◆ Document segment:

I made the nude self-portraits at times when I was feeling vulnerable. I never planned to publish them. At a certain point I asked myself, why not?
– Rosalind Fox Solomon
Rosalind Fox Solomon’s nudes portray a particular woman, and her experience of her body. These self-portraits stun with their unexpected compositions – a body posed in unlovely and awkward postures. Idiosyncratic images collide with historical and traditional representations of female nudes.
Fox Solomon’s self-portraits work toward upending the seminal critique that, in cinema, ‘woman [is the] object of the male gaze’, Laura Mulvey’s theory that appeared in her 1973 essay, ‘Visual Pleasure and Narrative Cinema’. Mulvey proposed that onscreen women were subjected and subjugated to the male eye, objectified to satisfy his desire. Yet, an audience of others – gay men and women, straight women – see with their own eyes.
Fox Solomon took up a camera when she was forty, studied with Lisette Model, and found an abiding interest and pleasure in making photographs. From the start, she contemplated and investigated the problems that come with directing a camera at people of various backgrounds and points of view. She brought to photography her previous and prevailing interests – family and other relationships, social and cultural differences, and, in a sense, turned into an artist of ethnographic persuasion.
Photography revolutionized how she lived. Drawn to picturing other lives, she pursued projects in Peru, Mexico, South Africa, and in New York City and the American South; she sought permission in photographing people, proposing a kind of collaboration by asking her subjects to choose how they wanted to be seen. Behind her camera, Fox Solomon, who was a shy person, now engaged with strangers, new and different kinds of people.

◆ Tasks to perform:
**A.** Recast the paragraph of the Rosalind Fox Solomon passage beginning "Fox Solomon took up a camera" as a short bulleted list that keeps its main facts.
**B.** Carry the Rosalind Fox Solomon passage forward, picking up right after its final sentence.
The collection entries are separate material with no connection to the passage on Rosalind Fox Solomon.

Collection entries:
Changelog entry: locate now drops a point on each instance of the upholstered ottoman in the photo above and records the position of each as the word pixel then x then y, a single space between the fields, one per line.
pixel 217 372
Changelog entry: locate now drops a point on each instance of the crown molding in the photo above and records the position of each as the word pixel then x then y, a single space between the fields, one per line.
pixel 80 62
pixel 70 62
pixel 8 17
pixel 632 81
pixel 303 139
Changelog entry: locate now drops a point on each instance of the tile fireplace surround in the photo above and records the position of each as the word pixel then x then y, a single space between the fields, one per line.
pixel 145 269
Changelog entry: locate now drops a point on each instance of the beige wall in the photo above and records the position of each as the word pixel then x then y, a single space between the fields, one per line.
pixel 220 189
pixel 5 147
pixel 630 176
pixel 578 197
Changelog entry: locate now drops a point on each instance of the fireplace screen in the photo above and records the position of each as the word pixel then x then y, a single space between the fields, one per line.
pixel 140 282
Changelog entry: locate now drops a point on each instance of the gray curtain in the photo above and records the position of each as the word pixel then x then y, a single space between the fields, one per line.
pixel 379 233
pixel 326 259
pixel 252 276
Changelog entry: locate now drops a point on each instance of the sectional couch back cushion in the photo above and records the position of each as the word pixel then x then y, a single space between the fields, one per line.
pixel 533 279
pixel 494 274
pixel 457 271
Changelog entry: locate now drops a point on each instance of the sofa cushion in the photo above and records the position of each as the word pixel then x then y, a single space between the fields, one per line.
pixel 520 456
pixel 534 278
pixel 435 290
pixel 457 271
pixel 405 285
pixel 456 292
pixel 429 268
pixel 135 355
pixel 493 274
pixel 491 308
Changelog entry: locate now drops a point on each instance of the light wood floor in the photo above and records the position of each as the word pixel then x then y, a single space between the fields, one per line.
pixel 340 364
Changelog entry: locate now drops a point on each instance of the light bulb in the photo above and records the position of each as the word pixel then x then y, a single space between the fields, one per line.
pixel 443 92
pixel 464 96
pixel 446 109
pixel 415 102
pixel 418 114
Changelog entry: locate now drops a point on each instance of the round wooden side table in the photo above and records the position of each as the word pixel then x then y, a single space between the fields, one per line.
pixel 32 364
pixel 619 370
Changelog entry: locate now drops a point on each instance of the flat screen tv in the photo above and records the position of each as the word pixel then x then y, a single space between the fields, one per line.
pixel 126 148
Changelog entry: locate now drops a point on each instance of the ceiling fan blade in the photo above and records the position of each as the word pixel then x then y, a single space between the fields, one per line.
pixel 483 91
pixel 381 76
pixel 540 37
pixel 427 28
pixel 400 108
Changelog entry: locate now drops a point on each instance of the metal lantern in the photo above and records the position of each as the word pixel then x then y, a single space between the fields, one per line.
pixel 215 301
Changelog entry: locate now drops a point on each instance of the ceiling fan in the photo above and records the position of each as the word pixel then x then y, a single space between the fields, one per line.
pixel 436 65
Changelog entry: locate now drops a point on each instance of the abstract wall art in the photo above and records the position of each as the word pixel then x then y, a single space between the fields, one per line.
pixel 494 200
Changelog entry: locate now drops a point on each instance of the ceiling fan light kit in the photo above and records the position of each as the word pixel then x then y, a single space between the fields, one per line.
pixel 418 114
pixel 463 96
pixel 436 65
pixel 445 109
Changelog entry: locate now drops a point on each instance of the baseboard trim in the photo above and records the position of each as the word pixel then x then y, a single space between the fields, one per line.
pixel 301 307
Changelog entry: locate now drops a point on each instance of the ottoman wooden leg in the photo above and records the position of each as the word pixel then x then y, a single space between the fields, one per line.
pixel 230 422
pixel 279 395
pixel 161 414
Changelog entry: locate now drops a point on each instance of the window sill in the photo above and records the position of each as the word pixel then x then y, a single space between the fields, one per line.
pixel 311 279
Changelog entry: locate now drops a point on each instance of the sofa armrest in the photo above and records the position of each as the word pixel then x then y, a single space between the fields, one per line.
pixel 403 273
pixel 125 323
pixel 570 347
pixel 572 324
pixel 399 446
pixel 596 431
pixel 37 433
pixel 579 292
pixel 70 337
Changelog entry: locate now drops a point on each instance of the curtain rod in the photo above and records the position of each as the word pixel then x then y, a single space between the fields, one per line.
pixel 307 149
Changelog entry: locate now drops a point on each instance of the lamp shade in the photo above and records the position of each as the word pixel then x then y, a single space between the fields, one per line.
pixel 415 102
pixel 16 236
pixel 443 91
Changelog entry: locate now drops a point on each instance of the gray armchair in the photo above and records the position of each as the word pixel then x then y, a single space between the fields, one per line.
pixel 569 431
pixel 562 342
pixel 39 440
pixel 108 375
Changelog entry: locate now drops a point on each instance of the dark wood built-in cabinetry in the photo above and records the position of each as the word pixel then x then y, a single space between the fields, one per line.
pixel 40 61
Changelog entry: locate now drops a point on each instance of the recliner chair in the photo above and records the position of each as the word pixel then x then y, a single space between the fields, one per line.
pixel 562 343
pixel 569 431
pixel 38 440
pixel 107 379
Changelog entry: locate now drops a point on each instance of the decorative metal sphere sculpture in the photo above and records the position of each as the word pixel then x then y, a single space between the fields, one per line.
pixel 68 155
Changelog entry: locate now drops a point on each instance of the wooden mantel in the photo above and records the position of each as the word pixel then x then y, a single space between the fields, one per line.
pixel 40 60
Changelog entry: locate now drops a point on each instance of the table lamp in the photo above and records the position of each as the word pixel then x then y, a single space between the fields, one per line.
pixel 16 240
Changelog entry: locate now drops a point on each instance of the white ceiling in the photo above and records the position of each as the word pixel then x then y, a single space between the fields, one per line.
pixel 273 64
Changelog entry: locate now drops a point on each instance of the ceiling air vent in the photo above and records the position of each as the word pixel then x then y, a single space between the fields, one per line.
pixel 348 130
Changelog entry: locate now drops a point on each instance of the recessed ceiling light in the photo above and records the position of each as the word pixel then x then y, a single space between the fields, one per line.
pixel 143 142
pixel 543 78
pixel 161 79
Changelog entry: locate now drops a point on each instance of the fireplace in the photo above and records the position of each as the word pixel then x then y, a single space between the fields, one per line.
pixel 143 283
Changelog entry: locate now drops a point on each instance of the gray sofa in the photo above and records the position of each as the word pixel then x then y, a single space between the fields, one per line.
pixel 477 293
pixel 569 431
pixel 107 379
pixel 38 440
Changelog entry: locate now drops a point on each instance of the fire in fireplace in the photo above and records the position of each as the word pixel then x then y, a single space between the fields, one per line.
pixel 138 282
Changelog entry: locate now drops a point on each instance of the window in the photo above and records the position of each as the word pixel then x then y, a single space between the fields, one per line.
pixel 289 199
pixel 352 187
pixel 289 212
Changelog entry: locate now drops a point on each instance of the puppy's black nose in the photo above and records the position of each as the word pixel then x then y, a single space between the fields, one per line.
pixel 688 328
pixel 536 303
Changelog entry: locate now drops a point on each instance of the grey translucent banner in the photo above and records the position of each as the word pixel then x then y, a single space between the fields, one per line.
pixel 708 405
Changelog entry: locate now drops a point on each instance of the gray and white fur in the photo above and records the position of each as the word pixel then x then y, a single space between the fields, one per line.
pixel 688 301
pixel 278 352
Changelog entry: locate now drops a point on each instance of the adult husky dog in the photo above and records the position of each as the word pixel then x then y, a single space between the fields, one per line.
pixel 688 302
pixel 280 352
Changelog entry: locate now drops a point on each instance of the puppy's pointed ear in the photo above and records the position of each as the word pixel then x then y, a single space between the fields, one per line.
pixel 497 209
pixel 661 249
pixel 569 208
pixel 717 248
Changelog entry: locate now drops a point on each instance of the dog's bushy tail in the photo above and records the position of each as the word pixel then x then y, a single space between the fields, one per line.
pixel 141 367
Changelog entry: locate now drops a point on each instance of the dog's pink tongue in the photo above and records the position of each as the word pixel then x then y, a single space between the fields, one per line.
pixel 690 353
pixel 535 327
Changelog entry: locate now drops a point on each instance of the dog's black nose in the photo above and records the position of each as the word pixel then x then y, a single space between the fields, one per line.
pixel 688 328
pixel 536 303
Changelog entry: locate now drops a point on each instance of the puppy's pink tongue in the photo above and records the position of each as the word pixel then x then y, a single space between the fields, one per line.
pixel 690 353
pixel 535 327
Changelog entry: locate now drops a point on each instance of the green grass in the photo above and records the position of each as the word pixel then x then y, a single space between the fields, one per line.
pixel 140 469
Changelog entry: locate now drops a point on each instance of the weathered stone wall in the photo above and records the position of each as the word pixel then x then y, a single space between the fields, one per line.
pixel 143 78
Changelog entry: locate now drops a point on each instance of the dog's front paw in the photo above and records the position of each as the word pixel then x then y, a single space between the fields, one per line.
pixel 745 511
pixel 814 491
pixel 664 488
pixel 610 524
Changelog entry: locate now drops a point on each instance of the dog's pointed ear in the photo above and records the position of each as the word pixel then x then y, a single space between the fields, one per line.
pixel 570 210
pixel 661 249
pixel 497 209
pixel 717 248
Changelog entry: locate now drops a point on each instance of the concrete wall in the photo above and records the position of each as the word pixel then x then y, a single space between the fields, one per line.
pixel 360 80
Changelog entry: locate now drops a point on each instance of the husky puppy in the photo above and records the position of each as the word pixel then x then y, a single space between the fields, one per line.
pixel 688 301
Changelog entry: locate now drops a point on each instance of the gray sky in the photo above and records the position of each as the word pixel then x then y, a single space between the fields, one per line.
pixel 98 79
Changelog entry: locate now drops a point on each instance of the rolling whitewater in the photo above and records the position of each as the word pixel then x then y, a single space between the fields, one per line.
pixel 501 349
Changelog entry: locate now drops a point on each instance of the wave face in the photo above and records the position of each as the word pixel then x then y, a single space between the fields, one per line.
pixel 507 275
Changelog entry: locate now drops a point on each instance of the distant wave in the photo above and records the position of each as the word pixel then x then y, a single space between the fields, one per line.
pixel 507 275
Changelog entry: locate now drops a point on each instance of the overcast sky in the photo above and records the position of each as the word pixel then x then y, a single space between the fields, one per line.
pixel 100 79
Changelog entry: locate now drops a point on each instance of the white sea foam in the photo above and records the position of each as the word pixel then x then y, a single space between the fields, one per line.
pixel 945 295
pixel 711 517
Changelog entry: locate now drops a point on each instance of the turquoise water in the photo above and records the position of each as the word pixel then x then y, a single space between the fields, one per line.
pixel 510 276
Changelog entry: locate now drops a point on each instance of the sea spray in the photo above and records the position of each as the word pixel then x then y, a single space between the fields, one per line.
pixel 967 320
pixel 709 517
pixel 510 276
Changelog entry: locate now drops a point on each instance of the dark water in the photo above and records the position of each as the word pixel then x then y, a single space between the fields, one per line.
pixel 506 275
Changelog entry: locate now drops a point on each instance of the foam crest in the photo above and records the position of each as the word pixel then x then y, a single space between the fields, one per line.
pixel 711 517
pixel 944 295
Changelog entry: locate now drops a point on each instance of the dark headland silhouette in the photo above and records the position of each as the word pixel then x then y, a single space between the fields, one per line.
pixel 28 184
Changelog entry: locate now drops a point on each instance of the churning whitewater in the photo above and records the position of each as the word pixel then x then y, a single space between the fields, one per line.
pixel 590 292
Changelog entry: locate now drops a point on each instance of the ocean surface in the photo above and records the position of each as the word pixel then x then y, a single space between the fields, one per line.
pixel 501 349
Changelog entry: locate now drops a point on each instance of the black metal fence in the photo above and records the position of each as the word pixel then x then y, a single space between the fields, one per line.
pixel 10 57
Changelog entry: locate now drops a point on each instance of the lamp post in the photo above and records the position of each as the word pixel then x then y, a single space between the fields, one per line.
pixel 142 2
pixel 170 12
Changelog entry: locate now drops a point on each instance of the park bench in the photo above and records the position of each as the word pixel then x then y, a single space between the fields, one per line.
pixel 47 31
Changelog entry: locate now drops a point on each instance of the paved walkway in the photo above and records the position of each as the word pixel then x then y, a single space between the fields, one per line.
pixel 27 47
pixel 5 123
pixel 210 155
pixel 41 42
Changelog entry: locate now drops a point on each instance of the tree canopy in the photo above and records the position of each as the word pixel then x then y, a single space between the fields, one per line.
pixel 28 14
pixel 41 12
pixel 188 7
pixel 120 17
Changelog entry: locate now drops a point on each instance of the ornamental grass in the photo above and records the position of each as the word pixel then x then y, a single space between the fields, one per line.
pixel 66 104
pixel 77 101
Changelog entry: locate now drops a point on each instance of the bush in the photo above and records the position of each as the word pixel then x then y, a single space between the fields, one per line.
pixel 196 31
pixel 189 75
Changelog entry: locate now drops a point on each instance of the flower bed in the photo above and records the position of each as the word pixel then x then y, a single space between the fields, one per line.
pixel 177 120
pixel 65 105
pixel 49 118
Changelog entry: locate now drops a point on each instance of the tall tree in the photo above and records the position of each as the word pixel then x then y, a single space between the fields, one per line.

◆ Replies:
**A.**
- She began photographing at forty and studied with Lisette Model.
- She found a lasting interest in and pleasure from making photographs.
- From the start, she examined the problems of pointing a camera at people of different backgrounds and points of view.
- She brought her earlier interests to photography: family and other relationships, and social and cultural differences.
- In a sense, she became an artist of ethnographic persuasion.

**B.**
In photographing her nude self, Fox Solomon is no stranger to controversial subjects. With the advent of the Aids epidemic in the US, experienced first in NYC, people – generations who had seen polio cured and relied on penicillin – were overwhelmed and horrified, while gay men and women with Aids were further stigmatized. PrEP has eliminated the fear of getting Aids, for those who have access to it, but has not cured it.
During the scourge, Fox Solomon photographed people with Aids, spending time with them, often becoming friends. Her 1987–88 exhibition, Portraits in the Time of AIDS, at NYU’s Grey Art Gallery, was revelatory and controversial: photographs of men, mostly, their bodies scarred, a face covered by Kaposi’s sarcoma, a wasting body lying in a hospital bed, a friend or family member at the bedside. The love and affection shown in those photographs rebuked those who would not even touch people with Aids.
Some reviewers and the public objected to the display of these troubling images – infected bodies. But showing humanity is primary for Fox Solomon.